_EXERCISE REQUIREMENTS_. Where in the records does the word "steel" occur? Copy each line in which it does.

_THE INPUT_.
+ + + + + + +

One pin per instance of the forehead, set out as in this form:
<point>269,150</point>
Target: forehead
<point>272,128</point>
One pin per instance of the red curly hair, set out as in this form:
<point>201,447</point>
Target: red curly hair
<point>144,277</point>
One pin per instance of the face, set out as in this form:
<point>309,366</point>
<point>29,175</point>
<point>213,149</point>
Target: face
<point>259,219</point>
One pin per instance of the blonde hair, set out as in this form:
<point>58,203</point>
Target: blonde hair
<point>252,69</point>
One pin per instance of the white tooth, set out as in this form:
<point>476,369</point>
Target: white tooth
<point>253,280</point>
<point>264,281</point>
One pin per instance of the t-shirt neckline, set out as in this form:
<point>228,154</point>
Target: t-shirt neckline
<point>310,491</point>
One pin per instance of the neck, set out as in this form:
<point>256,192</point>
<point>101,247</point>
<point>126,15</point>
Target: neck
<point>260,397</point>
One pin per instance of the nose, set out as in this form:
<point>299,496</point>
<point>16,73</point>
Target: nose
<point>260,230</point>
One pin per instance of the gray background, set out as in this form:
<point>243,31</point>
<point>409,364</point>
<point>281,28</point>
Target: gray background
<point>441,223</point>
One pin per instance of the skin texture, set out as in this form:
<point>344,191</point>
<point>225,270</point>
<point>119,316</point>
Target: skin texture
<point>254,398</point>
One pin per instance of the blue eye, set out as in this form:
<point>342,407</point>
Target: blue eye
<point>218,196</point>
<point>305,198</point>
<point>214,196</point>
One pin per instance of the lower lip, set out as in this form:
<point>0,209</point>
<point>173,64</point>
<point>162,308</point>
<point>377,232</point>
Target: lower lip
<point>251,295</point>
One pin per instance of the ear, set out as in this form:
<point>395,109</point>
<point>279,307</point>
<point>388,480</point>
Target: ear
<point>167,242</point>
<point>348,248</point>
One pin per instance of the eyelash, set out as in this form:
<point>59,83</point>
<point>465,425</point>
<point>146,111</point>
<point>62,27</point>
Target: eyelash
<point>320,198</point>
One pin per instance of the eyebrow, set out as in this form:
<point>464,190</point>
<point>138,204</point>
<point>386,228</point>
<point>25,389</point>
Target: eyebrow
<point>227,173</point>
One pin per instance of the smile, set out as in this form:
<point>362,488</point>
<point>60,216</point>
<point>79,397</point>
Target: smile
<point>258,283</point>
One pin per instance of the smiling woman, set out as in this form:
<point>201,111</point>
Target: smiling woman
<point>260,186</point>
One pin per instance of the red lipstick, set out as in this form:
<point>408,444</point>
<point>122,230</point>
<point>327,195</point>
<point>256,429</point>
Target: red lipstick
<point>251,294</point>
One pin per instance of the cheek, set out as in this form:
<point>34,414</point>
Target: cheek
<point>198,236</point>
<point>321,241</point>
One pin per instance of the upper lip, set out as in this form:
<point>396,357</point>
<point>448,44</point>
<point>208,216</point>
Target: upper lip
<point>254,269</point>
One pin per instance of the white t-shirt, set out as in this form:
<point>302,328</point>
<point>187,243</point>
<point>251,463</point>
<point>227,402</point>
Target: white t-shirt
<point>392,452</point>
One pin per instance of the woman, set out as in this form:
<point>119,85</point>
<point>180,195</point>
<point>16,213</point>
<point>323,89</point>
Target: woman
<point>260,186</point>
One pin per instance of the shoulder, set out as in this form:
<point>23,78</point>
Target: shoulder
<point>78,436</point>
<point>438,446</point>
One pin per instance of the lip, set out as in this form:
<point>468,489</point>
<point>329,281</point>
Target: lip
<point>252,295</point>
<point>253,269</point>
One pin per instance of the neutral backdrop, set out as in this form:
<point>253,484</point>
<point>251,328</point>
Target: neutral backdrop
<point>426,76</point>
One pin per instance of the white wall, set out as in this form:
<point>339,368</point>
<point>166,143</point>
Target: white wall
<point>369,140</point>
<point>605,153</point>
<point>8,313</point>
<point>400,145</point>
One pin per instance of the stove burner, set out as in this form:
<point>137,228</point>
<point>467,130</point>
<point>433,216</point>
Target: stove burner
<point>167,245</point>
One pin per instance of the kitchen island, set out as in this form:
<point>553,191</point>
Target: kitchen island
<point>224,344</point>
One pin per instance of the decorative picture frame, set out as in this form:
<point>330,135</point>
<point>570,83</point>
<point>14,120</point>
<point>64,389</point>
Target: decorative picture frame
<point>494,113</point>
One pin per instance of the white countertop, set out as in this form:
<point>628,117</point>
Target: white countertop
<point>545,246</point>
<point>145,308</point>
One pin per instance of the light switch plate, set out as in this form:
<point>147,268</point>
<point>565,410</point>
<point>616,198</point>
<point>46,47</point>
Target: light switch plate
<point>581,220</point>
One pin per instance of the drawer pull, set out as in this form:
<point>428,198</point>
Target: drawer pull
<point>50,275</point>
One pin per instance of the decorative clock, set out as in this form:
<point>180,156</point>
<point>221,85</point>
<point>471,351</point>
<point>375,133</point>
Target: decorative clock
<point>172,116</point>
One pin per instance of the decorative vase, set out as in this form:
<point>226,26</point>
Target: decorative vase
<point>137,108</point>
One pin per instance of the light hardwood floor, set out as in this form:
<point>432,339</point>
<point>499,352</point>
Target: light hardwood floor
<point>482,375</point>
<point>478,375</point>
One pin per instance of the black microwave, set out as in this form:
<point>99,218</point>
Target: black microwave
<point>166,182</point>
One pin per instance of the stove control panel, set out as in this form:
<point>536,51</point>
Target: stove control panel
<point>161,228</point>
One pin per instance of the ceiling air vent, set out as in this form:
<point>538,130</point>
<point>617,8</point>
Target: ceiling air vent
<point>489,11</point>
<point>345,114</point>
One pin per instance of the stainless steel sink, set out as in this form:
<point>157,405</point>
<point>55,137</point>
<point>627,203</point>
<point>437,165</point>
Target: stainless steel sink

+ + + + + + +

_RESPONSE_.
One pin per instance of the stainless steel sink, set out as in this form:
Target: stainless steel sink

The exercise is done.